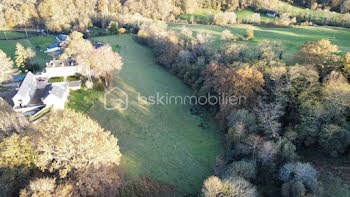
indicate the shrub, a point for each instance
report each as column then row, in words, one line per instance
column 300, row 179
column 297, row 171
column 244, row 117
column 226, row 35
column 249, row 33
column 334, row 139
column 245, row 169
column 235, row 186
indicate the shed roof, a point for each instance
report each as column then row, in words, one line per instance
column 56, row 90
column 26, row 84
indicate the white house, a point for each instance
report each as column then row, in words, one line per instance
column 61, row 68
column 55, row 95
column 271, row 13
column 26, row 91
column 35, row 92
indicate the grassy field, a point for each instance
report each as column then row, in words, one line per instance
column 16, row 34
column 164, row 141
column 291, row 38
column 36, row 43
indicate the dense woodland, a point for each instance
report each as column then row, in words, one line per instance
column 287, row 107
column 62, row 15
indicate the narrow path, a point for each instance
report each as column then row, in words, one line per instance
column 163, row 141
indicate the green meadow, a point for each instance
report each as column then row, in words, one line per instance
column 291, row 38
column 165, row 142
column 36, row 43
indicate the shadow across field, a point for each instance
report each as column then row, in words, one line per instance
column 163, row 141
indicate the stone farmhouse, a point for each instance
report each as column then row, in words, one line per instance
column 36, row 92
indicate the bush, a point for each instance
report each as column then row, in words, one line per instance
column 249, row 33
column 235, row 186
column 297, row 171
column 244, row 117
column 334, row 139
column 224, row 18
column 245, row 169
column 300, row 179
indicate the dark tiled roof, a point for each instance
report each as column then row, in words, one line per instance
column 26, row 84
column 73, row 84
column 46, row 91
column 18, row 77
column 61, row 63
column 54, row 45
column 56, row 90
column 59, row 91
column 61, row 37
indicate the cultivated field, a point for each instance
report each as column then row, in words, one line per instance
column 164, row 141
column 291, row 38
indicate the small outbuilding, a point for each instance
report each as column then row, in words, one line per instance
column 271, row 13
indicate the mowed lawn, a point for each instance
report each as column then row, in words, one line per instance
column 9, row 47
column 163, row 141
column 291, row 38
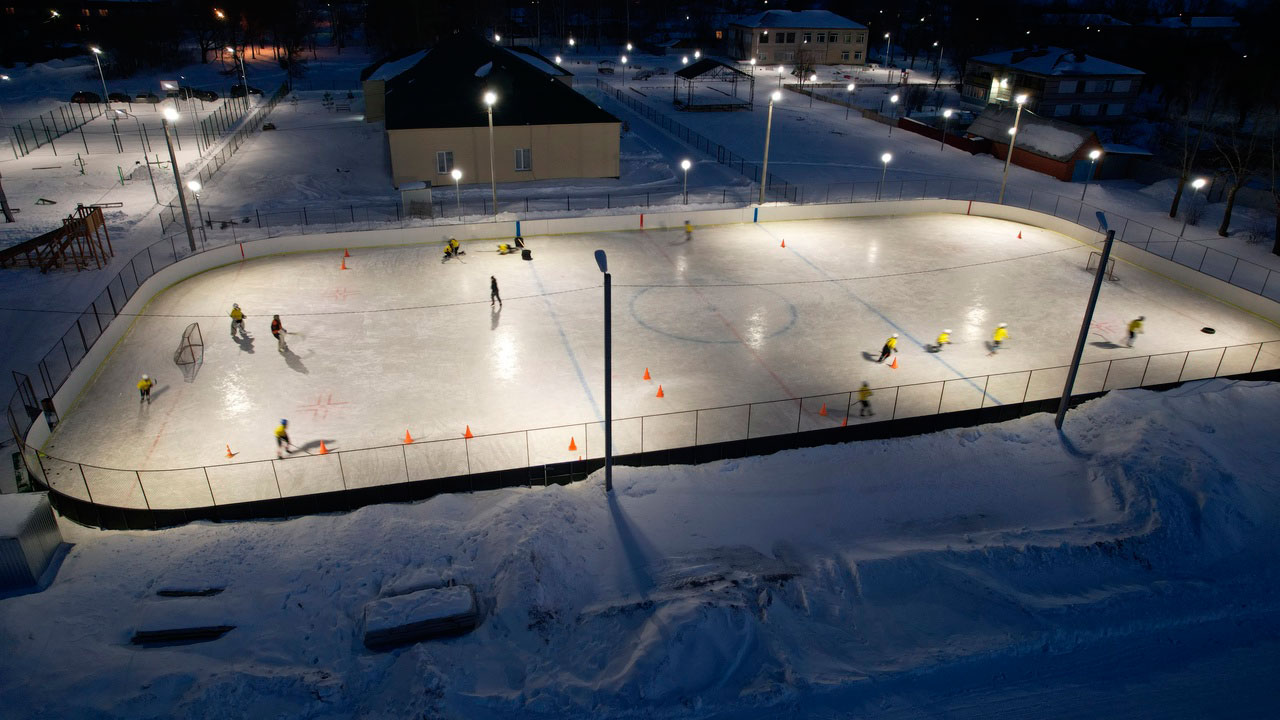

......

◆ What this task involves:
Using the records above, write out exactly the lines between the one holding "indicate the grassy" and the one holding "indicate the dense", inclusive; leave everything else out.

◆ Task output:
indicate the grassy field, a point for each instance
report each as column then row, in words, one line per instance
column 16, row 34
column 164, row 141
column 291, row 38
column 36, row 43
indicate the dense woodland, a point for each instance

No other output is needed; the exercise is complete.